WHAT THE TASK ASKS: Reproduce the entries below line for line, without changing anything.

DATA FOR THE TASK:

________________________

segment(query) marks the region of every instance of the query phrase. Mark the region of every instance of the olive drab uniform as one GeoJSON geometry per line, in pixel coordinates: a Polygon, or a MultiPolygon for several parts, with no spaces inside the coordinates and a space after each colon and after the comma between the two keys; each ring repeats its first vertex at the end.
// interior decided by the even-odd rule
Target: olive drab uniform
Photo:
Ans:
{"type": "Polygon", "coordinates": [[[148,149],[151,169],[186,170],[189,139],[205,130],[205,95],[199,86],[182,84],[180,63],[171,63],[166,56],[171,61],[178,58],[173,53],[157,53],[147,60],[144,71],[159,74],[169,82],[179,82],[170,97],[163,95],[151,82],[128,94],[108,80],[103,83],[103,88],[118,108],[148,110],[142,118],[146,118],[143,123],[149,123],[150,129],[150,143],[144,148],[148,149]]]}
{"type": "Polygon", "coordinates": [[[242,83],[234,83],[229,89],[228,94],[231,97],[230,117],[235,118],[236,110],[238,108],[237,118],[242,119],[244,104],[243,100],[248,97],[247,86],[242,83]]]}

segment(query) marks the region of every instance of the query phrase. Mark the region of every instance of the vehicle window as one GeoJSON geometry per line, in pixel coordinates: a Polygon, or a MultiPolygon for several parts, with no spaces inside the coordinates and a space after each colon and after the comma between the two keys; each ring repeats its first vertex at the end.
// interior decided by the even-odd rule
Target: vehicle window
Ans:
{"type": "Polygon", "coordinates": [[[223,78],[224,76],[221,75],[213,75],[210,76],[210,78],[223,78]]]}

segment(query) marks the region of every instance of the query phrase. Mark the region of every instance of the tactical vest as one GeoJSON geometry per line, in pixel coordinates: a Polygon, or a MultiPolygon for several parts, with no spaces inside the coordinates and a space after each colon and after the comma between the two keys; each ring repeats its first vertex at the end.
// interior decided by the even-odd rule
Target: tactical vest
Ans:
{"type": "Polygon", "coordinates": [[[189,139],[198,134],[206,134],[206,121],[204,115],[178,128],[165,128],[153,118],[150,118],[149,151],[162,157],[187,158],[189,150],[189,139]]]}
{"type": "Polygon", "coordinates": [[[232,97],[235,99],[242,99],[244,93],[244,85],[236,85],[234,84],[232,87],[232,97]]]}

________________________

EXERCISE OUTPUT:
segment(query) marks the region of every instance of the query phrase. Mark the region of every instance of the olive drab uniform as one GeoJSON geometry per line, in pixel coordinates: a Polygon, or a MultiPolygon for several parts, with no spaces inside the coordinates and a space after each colon and after the comma between the two keys; each ring repeats its first vertex at the end.
// interior decided by the even-odd rule
Target: olive drab uniform
Photo:
Ans:
{"type": "Polygon", "coordinates": [[[148,149],[151,169],[186,170],[189,139],[205,130],[205,95],[199,86],[182,84],[180,63],[171,63],[166,56],[171,61],[178,58],[173,53],[157,53],[147,60],[144,71],[159,74],[169,82],[179,82],[170,97],[163,95],[151,82],[128,94],[108,80],[103,83],[103,88],[118,108],[148,110],[142,118],[146,118],[143,123],[149,123],[150,129],[150,143],[144,148],[148,149]]]}
{"type": "Polygon", "coordinates": [[[242,83],[234,83],[229,89],[228,94],[231,97],[230,117],[235,118],[236,110],[238,108],[237,118],[242,119],[244,104],[243,100],[248,97],[247,86],[242,83]]]}

segment(query) marks the region of every instance of the query phrase. Mark the region of every instance of the vehicle window as one GeoJSON geometry per line, in pixel coordinates: a Polygon, or a MultiPolygon for several parts, with no spaces inside the coordinates and a space after each colon and after the comma between the two keys; each ring repeats its first vertex at the end.
// interior decided by the even-odd rule
Target: vehicle window
Ans:
{"type": "Polygon", "coordinates": [[[223,78],[224,76],[221,75],[213,75],[210,76],[210,78],[223,78]]]}

segment(query) marks the region of every instance of the query phrase. Mark the region of every instance of the tactical vest as one GeoJSON geometry per line, in pixel coordinates: a Polygon, or a MultiPolygon for several parts, with no spaces inside the coordinates and a space after each colon and after the comma between the two keys; each ring repeats its first vertex at the end.
// interior decided by the even-odd rule
Target: tactical vest
Ans:
{"type": "Polygon", "coordinates": [[[189,139],[198,134],[206,134],[206,121],[204,115],[178,128],[165,128],[153,118],[150,118],[149,151],[162,157],[187,158],[189,150],[189,139]]]}
{"type": "Polygon", "coordinates": [[[232,97],[235,99],[242,99],[244,93],[244,85],[236,85],[234,84],[232,87],[232,97]]]}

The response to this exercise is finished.